● Reading text
>>>

South Africa's energy crisis has many dimensions, from political and economic to technical and environmental. Recently, the country's power utility, Eskom, has been generating only about 60% of its capacity and has had to restrict usage to prevent a regional blackout.
Eskom's new chief executive officer has affirmed the importance of demand management to handle the crisis. But his approach of merely "subsidising energy-efficient lightbulbs" won't cut it. The country needs drastic interventions—and the elements of the fourth industrial revolution are available to make this possible. These are: wireless connectivity, the internet of things, big data analysis, machine learning, artificial intelligence and intelligent centralised control.
One of the biggest consumers of energy in South Africa is the electric water heater, or "geyser." The estimated 5.4 million electric water heaters in South African homes and public buildings use around 40 GWh of energy per day, draining more than 4 GW, 12% of operational capacity from the electricity grid at peak times.
What tends to be overlooked is that these water heaters are perfect for storing thermal energy. They absorb electrical energy when heating water, and discharge thermal energy later when the hot water is used, with little loss in between. This makes them well suited for flattening the grid's morning and evening demand peaks. Centrally switching them on during off-peak times would distribute demand for electricity more evenly through the day.
The benefits of scheduling heaters don't stop there though. Our research has shown that the energy they guzzle, and the resulting emissions, can be significantly reduced too by applying optimal scheduling—also see our helpful online calculator.
Two thorny issues compete with demand and energy management in water heating. One is customer satisfaction. The most energy-efficient and demand-optimal water heater is one that is never turned on, but who wants a cold shower?
The other is customer safety. A water heater running at a low temperature can promote the growth of harmful bacteria. We have detected potentially lethal Legionella bacteria in water heaters and downstream pipes, and even in heaters that are set to high temperatures.

<<<

● Complete the following
- a) Answer these questions using the text on South Africa's energy crisis. Put each answer on its own line, marked to match its question.
(i) About what percentage of its capacity has Eskom recently been generating?
(ii) How many electric water heaters are estimated to be in South African homes and public buildings?
(iii) Which potentially lethal bacteria have been detected in water heaters and downstream pipes?
- b) Carry on the text on South Africa's energy crisis, starting after its final sentence.

● Data for analysis
>>>

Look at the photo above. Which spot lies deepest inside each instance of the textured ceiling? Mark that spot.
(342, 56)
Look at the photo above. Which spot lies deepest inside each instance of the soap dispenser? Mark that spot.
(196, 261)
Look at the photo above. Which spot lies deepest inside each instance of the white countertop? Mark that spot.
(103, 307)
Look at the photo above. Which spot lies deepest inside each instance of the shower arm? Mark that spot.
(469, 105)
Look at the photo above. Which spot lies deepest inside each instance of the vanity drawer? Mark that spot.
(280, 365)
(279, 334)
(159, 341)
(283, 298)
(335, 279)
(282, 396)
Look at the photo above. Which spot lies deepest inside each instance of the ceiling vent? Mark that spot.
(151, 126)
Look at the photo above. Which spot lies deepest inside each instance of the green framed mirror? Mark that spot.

<<<
>>>

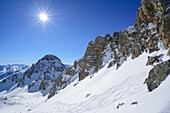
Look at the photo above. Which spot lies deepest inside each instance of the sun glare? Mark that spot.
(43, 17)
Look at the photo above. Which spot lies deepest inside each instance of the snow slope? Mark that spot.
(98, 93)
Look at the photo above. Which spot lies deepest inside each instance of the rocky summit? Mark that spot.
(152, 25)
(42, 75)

<<<

● Outputs in order
- a)
(i) About 60%.
(ii) An estimated 5.4 million.
(iii) Legionella.

- b)
What needs to be done
The bulk switching off of water heaters, called "ripple control," has been used to do demand management for decades. But this unidirectional approach is not enough to ensure energy savings, and could lead to unhappy users.
The problem can be overcome using the tools of the fourth industrial revolution. They can reduce the amount of energy that customers use to heat water, and thus the aggregate load on the grid, without sacrificing user satisfaction or encouraging disease. We have demonstrated this in our recently published paper on comfort, peak load and energy.
A network of smart water heaters is required to realise the full benefits of scheduling water heaters. These measure and report water and energy usage, remotely control the heating schedule and temperature of each water heater and can learn the user's behavioural patterns.
Individual water heaters could be switched on and off centrally at times that would distribute demand for electricity more evenly through the day while ensuring optimal energy savings for all. We developed and used such a network in our research and demonstrated the efficacy of such a solution.
By introducing individualised optimal temperature-schedule control, we showed that energy savings ranging from 8% to 18% are realistic. This is without taking into account the additional savings that'll result because unintentional hot water use will be at lower temperatures.
It also excludes the savings achieved through high-resolution smart-meter information leading to behavioural change. Taking these extras into account we observed energy savings of 29%, albeit in a small sample.
The ripple effect
Also, with the increased introduction of and dependence on unpredictable solar and wind power, a network of delay-tolerant smart water heaters could help stabilize the grid.
Insurers are likely to play intermediaries between the user and the utility, since smart water heaters limit damage that results from mechanical failures. With thousands of heaters under their control, they could then sell large-scale demand management as a service to the struggling utility, while providing a value-add service to customers. What's more, retrofitting existing water heaters will create jobs for installers and stimulate local manufacturing. Given the multidimensional impact of blackouts, all new water heaters should be smart from the outset.